#### Records supplied ####

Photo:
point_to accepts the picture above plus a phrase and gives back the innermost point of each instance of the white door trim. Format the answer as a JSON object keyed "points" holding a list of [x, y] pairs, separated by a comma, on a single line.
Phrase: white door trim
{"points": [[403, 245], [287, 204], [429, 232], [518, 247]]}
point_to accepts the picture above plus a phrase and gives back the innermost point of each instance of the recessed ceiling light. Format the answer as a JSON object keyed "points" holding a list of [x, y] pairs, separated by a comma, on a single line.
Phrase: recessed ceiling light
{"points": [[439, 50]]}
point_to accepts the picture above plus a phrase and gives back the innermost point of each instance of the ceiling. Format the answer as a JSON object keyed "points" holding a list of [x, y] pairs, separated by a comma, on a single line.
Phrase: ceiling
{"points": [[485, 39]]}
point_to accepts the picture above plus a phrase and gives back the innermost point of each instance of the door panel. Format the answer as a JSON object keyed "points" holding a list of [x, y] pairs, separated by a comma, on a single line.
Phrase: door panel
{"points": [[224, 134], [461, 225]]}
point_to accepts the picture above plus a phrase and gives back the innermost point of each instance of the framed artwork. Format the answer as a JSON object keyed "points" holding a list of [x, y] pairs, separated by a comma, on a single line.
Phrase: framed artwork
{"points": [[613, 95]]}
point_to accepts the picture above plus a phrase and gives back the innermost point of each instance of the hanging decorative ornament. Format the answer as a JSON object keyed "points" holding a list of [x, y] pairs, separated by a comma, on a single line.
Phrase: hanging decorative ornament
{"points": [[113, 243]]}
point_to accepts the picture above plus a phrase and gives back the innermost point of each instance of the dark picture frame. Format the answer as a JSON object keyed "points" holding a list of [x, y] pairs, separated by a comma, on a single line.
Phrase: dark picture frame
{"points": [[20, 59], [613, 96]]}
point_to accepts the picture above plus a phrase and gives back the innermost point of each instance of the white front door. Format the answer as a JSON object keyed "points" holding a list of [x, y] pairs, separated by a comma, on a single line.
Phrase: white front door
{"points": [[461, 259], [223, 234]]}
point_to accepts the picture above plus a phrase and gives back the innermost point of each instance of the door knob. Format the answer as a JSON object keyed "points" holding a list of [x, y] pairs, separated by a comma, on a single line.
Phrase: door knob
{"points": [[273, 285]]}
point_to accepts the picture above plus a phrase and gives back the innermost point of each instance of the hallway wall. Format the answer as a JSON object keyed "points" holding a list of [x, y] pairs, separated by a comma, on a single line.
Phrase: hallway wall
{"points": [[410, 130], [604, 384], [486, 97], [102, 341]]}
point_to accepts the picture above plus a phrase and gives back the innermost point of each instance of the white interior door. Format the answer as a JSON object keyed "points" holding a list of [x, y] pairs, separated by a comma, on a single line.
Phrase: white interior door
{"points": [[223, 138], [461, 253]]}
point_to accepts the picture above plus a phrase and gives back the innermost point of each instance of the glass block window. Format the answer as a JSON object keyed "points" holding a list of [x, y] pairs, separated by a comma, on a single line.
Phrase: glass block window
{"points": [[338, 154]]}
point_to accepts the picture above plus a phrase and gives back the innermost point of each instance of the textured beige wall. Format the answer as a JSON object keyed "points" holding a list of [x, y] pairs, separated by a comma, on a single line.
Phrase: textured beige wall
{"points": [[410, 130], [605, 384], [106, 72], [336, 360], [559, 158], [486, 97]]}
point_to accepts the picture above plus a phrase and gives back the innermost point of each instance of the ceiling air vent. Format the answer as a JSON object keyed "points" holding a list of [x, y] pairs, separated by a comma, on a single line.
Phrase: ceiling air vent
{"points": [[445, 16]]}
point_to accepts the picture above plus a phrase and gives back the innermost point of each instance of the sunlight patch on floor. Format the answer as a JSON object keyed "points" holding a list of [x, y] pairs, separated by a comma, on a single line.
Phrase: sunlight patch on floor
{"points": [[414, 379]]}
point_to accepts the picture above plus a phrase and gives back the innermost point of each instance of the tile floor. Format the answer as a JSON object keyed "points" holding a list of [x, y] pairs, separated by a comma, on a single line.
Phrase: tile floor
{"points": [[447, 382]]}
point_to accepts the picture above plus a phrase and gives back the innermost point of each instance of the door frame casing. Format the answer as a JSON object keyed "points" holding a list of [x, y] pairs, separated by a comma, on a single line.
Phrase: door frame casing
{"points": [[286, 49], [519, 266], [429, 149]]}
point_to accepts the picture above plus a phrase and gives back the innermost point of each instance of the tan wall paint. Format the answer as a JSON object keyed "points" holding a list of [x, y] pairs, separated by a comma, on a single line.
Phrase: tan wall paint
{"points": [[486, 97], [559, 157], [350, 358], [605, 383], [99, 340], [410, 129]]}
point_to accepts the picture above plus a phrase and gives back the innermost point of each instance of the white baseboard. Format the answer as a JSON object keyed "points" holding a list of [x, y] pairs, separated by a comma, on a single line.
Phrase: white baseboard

####

Once more, write out the records exactly as they are.

Response to the task
Photo:
point_to accepts the picture above plus a phrase and gives back the innermost point of each instance of the white door trim. Format the answer as a JSON object keyed "points" holding a list of [x, y] pairs, separated by a comma, on a single line.
Phrase: white door trim
{"points": [[403, 245], [287, 204], [429, 232], [518, 247]]}
point_to accepts the picture above plus a phrase and gives back the innermost point of each instance of the recessed ceiling light. Format the answer as a JSON object keyed "points" holding a list of [x, y] pairs, separated by a comma, on a single line.
Phrase: recessed ceiling light
{"points": [[439, 50]]}
point_to accepts the picture above plus a phrase and gives back the innermost point of each instance of the ceiling. Format the answer as a JSON object keyed "points" holding a list of [x, y] pairs, separated by a comma, on a single line.
Phrase: ceiling
{"points": [[485, 39]]}
point_to accepts the picture above plus a phrase and gives back the innermost point of each instance of the door panel. Format the answer as a JSON object keyed "points" holding a list of [x, y] pairs, separated by a comma, on a single line.
Phrase: door panel
{"points": [[224, 134], [461, 225]]}
point_to accepts the picture above plus a phrase and gives back the innermost point of each instance of the framed artwork. Format the answer as a JSON object keyed "points" holding a list of [x, y] pairs, separated by a comma, on a single line.
Phrase: framed artwork
{"points": [[613, 95]]}
point_to accepts the picture above plus a phrase and gives back the innermost point of each instance of the hanging decorative ornament. Format the answer as a JSON object keyed "points" holding a list of [x, y] pairs, separated by a comma, on a single line.
Phrase: hanging decorative ornament
{"points": [[113, 243]]}
point_to accepts the picture above plus a phrase and gives back the innermost point of each instance of the dark picture frame. Format the answer as a JSON object keyed "points" holding a list of [x, y] pairs, separated by a comma, on a single line.
Phrase: dark picture frame
{"points": [[20, 59], [613, 96]]}
point_to accepts the picture above plus a phrase and gives back the innermost point of each instance of the white front door. Format the answer as a JSON object keyed "points" holding a list of [x, y] pairs, separated by a comma, on a single line.
Phrase: white front door
{"points": [[461, 259], [223, 234]]}
point_to accepts the picture above plus a phrase and gives back the innermost point of each instance of the door knob. Format the answer as a JSON object keyed "points" holding a list of [x, y] pairs, separated by a comma, on a single line.
Phrase: door knob
{"points": [[273, 285]]}
point_to accepts the picture above plus a phrase and gives back the innermost point of each instance of the hallway wall. Format the answer as a JSON object keyed "points" holding a list of [x, y] pairs, separated by a comma, on a single line.
Phrase: hallway wall
{"points": [[410, 130], [604, 384], [486, 97], [102, 341]]}
point_to accepts the picture above plus a phrase and gives back the innermost point of each instance of the white interior door. Format the answer as a JSON object keyed "points" holding a list of [x, y] pairs, separated by a comma, on a single line.
Phrase: white interior door
{"points": [[223, 138], [461, 253]]}
point_to accepts the picture above plus a phrase and gives back the innermost point of each instance of the glass block window. Format the answer as a JSON object keyed "points" holding a list of [x, y] pairs, separated by a comma, on a single line.
Phrase: glass block window
{"points": [[338, 154]]}
point_to accepts the picture above plus a phrase and gives back the innermost point of each instance of the textured beige wall. Format the answer as a JSON object keyed "points" holding a list of [x, y] pairs, separated by a comma, on a single line.
Phrase: textured beige wall
{"points": [[410, 130], [605, 384], [106, 72], [336, 360], [559, 158], [486, 97]]}
point_to accepts the picture above plus a phrase and gives back the innermost point of each instance of the ceiling air vent. Format the answer as a JSON object keyed "points" holding a list of [x, y] pairs, separated by a comma, on a single line.
Phrase: ceiling air vent
{"points": [[445, 16]]}
point_to accepts the picture above plus a phrase and gives back the innermost point of each instance of the sunlight patch on floor. Format the answer as a JSON object keyed "points" holding a list of [x, y] pairs, separated by a comma, on a single line.
Phrase: sunlight patch on floor
{"points": [[414, 379]]}
point_to accepts the picture above plus a phrase and gives back the innermost point of each instance of the tile floor. Format the answer as a JSON object keyed "points" holding a list of [x, y] pairs, separated by a comma, on a single line.
Phrase: tile floor
{"points": [[447, 382]]}
point_to accepts the picture above plus a phrase and gives back the innermost point of each instance of the door frame casing. Format the answer as a JSON object keyed "points" holding a list of [x, y] pairs, separated by a comma, on a single line.
Phrase: door frame casing
{"points": [[286, 49], [519, 266], [429, 149]]}
point_to accepts the picture above plus a phrase and gives back the innermost point of each instance of the tan wall paint. Format the answer as a JSON object keyed "points" holding a list of [x, y] pairs, separated by a comma, on a single line.
Phrase: tan wall paint
{"points": [[486, 97], [559, 157], [350, 358], [605, 383], [99, 340], [410, 129]]}
point_to accepts the picture above plus a phrase and gives back the innermost point of each instance of the white baseboard. Format the answer as a JSON object keyed "points" holding a list of [x, y] pairs, separated by a comma, on a single line.
Phrase: white baseboard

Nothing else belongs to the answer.